▸ **CONSIGNE 1**:
Recopiez mot pour mot le passage de la conversation ci-dessous qui commence par « H.I. : Conversation » et se termine par « pèse sur l’ordre. ».

--- TEXTE SOURCE ---

Il faut être deux pour faire l’amour, dit-on, mais pour faire l’image de l’amour, il faut être trois. C’est sur cette idée que, en amont de l’exposition d’une nouvelle série de tableaux de Hervé Ic à la galerie lyonnaise Domi Nostrae, nous nous sommes mis à faire une conversation entre l’artiste et le critique pour arriver à dialoguer avec ce qui porte les deux : l’image. Aimer l’image, être aimé par l’image – comment cela est possible et quelle forme cet amour pourrait prendre – c’est ce que nous cherchons à aborder dans cette brève conversation, qui n’est d’ailleurs pas encore close.

H.I. : Dans mon esprit, l’amour est une capacité de projection dans le futur. Point de futur sans amour, confiance ou foi. Ce qui fait de ce sentiment, le fil indispensable à toute création.

J.E.S. : L’amour, c’est aussi un concept inventé au 18ème siècle pour saisir par une expérience psychologique et émotionnelle ce que l’on ne pouvait plus saisir autrement dans cette société en transformation. Qu’est-ce qu’elle est devenue, cette invention, voire expérience, dans les deux sens? Parler aujourd’hui de l’amour, c’est aussi risqué, car on reprend un cliché chargé d’émotions et de malentendus. Il faudrait éviter de reconstituer un concept en tant que phénomène, et plutôt se mettre à l’analyser à travers ses manifestations en images. Tout ce qui se passe autour n’est que du cliché et ça prend une dimension telle que l’on se demande si l’amour n’est plus qu’abordable en termes de cliché.

H.I. : Conversation sur l’Amour, la toile que je suis en train de terminer pendant que nous conversons, s’inspire des éléments scénographiques d’un code qui a persisté du 12ème siècle jusqu’à Hollywood.
L’amour chevaleresque incarne un désir de conquête qui, à la fois, conforte et menace la hiérarchie féodale. On y voit s’instituer des forces opposées. Une force de rénovation théâtralisée, popularisée par le mythe du héros mystique, et une force de conservation au service de la structure à préserver. D’où l’exigence de « loyauté », c’est à dire d’allégeance qui pèse sur l’ordre.
Si cet archétype de cavalier est parvenu jusqu’à nous, c’est qu’il incarne un mouvement potentiellement révolutionnaire. Le cheval ne suit pas les routes établies mais les décisions de son conducteur. Il peut rejoindre les marges et transgresser les frontières. Bien que discipliné, il est une puissance guerrière « hors la loi » au contraire de la voiture qui signifie un alignement aux structures en place. Lorsque le cavalier se pose dans un carrosse, tout va bien, c’est la paix.

---

▸ **CONSIGNE 2**:
Repérez dans les enregistrements ci-dessous chaque ligne où figure le mot « flower », puis recopiez toutes ces lignes.

--- ENREGISTREMENTS DE DONNÉES ---

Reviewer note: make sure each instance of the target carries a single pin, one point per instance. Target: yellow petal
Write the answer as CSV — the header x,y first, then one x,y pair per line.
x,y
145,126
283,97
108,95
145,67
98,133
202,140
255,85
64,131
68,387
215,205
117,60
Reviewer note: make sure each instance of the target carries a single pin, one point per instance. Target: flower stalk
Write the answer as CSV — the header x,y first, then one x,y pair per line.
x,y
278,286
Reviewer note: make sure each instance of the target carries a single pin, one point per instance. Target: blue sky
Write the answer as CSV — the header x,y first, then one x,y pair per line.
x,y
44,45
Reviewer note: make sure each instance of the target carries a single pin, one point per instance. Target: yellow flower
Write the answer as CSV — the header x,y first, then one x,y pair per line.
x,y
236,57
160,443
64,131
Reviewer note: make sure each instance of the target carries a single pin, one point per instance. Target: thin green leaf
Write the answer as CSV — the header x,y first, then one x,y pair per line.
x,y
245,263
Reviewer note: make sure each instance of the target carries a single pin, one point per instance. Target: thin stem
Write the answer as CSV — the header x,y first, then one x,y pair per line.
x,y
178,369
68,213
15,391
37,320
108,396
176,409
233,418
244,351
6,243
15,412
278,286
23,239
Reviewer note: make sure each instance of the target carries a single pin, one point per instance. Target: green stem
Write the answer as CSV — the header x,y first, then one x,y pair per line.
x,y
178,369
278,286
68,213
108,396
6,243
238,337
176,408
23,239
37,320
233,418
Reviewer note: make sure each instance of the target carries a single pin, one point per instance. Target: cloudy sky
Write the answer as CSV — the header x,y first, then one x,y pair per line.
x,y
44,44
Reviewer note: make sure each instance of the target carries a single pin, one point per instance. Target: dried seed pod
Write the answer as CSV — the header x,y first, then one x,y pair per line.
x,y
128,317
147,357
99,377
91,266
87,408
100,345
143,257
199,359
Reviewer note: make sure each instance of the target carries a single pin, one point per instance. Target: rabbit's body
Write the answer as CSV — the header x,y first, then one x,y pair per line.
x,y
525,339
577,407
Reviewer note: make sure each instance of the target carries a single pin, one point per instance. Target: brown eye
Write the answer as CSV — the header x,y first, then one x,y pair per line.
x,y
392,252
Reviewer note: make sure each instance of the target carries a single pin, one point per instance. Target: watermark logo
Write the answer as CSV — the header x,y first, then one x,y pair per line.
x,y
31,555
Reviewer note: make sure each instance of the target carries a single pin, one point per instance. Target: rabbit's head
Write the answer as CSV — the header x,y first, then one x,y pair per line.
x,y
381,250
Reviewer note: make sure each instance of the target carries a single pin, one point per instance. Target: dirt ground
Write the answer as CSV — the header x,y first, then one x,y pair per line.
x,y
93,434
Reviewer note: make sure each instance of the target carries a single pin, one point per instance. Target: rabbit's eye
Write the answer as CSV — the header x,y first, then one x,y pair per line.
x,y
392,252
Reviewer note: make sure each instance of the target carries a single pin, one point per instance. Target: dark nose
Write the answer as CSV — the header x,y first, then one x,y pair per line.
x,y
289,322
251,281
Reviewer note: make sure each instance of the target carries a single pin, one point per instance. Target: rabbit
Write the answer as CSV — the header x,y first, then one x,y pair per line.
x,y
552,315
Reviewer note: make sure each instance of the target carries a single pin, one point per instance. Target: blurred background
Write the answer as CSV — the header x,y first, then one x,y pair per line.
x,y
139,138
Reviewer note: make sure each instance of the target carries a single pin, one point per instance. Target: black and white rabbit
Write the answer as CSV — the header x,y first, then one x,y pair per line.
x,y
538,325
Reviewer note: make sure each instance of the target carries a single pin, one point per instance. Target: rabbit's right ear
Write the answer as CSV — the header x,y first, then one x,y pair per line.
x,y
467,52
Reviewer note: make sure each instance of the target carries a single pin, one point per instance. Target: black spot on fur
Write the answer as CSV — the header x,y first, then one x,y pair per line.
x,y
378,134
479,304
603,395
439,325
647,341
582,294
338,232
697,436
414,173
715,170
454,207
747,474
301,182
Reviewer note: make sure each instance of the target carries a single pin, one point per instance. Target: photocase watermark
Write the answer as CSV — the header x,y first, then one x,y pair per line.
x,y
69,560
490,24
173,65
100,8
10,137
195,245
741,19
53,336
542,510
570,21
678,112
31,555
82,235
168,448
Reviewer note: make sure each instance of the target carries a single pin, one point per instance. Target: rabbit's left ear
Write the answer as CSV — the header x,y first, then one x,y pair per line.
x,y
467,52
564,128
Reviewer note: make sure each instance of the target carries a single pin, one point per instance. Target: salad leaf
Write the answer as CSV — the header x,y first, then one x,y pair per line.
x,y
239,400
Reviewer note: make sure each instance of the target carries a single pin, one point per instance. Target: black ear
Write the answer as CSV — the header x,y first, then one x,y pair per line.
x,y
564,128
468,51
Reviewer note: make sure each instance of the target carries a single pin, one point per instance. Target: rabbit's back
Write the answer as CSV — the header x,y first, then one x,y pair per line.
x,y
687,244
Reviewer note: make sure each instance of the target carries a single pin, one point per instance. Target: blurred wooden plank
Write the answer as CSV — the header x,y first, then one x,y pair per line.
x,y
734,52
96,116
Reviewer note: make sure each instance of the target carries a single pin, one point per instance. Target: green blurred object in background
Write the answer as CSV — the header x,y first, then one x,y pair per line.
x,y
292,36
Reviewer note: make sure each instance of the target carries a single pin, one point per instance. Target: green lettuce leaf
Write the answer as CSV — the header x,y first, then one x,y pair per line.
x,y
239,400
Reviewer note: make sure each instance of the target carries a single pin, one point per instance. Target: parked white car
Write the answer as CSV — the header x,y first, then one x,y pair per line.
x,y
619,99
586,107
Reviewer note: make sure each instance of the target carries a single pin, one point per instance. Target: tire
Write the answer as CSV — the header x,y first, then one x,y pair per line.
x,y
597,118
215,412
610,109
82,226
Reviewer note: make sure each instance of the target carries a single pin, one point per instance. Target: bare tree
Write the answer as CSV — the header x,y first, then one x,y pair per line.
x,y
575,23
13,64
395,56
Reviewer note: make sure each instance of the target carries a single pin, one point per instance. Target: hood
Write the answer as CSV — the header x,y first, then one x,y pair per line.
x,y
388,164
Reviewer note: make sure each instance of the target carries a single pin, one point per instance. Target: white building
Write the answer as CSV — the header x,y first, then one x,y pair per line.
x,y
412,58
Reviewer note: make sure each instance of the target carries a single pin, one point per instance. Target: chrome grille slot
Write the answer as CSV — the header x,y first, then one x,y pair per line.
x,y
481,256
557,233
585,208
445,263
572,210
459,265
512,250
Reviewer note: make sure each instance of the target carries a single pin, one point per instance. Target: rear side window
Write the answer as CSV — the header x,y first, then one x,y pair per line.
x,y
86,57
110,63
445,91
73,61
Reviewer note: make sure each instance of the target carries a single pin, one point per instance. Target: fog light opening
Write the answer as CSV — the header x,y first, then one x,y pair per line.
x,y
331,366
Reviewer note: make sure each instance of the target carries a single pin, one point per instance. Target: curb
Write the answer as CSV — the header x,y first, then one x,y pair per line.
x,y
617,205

---

▸ **RÉPONSE COMPLÈTE 1**:
H.I. : Conversation sur l’Amour, la toile que je suis en train de terminer pendant que nous conversons, s’inspire des éléments scénographiques d’un code qui a persisté du 12ème siècle jusqu’à Hollywood.
L’amour chevaleresque incarne un désir de conquête qui, à la fois, conforte et menace la hiérarchie féodale. On y voit s’instituer des forces opposées. Une force de rénovation théâtralisée, popularisée par le mythe du héros mystique, et une force de conservation au service de la structure à préserver. D’où l’exigence de « loyauté », c’est à dire d’allégeance qui pèse sur l’ordre.

▸ **RÉPONSE COMPLÈTE 2**:
Reviewer note: make sure each instance of the target carries a single pin, one point per instance. Target: flower stalk
Reviewer note: make sure each instance of the target carries a single pin, one point per instance. Target: yellow flower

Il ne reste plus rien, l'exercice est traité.